Shelbyville Daily Union
---- — For most folks dedication to duty in their job would mean a pat on the back or possibly a raise in salary. However, when four Shelby County correctional officers (C.O.s) went above and beyond the call of duty their quick thinking meant a difference between life and death. For that reason, Shelby County Sheriff Michael Miller is extremely proud to announce that correctional officers Timothy Apple, Brad McReynolds, Nicholas Hutton, and David Meyers have been chosen “Correctional Officers of the Year” by the Illinois Sheriff’s Association.
Miller said the incident in question happened in late May 2013. Two individuals, a male and a female, were arrested for public indecency and resisting arrest. Both individuals were intoxicated, and the male subject became irate and began screaming obscenities in a holding cell demanding to be given a phone call. The inmate was told he would be given an opportunity to make a phone call for bond after the female had been processed and he had calmed down. Although there are phones in the holding cells they must be turned on by the correctional officers after the booking process has taken place.

Task: Translate into Spanish this sentence from the Shelbyville Daily Union article: "Two individuals, a male and a female, were arrested for public indecency and resisting arrest."

Provided data:
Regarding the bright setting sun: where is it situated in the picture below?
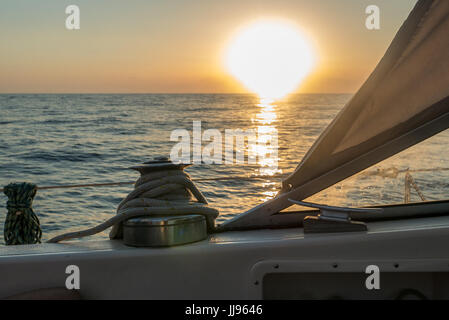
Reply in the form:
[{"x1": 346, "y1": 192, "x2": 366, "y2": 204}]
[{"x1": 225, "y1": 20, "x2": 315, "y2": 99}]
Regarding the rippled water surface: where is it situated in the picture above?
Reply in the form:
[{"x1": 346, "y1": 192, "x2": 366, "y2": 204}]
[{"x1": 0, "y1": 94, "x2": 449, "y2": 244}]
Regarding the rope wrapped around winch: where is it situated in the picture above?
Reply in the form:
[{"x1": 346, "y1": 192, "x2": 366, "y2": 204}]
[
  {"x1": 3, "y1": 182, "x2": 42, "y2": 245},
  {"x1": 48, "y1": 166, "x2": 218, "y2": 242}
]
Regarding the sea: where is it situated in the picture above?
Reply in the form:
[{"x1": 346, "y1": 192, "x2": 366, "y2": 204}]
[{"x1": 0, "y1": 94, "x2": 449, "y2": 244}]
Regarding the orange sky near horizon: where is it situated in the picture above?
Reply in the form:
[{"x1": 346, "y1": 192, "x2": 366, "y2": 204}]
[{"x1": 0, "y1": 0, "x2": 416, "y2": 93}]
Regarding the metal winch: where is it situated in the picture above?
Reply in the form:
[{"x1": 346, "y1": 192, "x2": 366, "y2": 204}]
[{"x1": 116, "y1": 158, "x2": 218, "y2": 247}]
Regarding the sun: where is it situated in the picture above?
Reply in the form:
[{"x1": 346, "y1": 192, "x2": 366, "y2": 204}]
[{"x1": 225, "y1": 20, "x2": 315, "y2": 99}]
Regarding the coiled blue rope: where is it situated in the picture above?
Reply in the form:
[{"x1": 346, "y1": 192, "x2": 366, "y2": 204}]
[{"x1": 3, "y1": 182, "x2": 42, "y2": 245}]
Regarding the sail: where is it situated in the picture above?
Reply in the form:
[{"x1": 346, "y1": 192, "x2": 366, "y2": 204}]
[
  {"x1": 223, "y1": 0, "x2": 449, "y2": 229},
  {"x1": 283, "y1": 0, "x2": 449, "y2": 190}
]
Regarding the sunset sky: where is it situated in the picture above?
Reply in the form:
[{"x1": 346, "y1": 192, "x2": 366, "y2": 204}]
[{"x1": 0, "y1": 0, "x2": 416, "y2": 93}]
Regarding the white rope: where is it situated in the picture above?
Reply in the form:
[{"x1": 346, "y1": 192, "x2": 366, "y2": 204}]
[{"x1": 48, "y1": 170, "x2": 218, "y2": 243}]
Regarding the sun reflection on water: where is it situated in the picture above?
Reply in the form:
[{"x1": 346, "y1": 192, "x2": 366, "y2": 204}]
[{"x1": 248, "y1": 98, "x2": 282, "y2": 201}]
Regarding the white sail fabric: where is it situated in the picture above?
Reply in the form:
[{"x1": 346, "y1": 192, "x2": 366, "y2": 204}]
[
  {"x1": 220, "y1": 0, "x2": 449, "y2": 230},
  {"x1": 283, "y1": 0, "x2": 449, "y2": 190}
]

Result: Dos personas, un hombre y una mujer, fueron arrestadas por indecencia pública y por resistirse al arresto.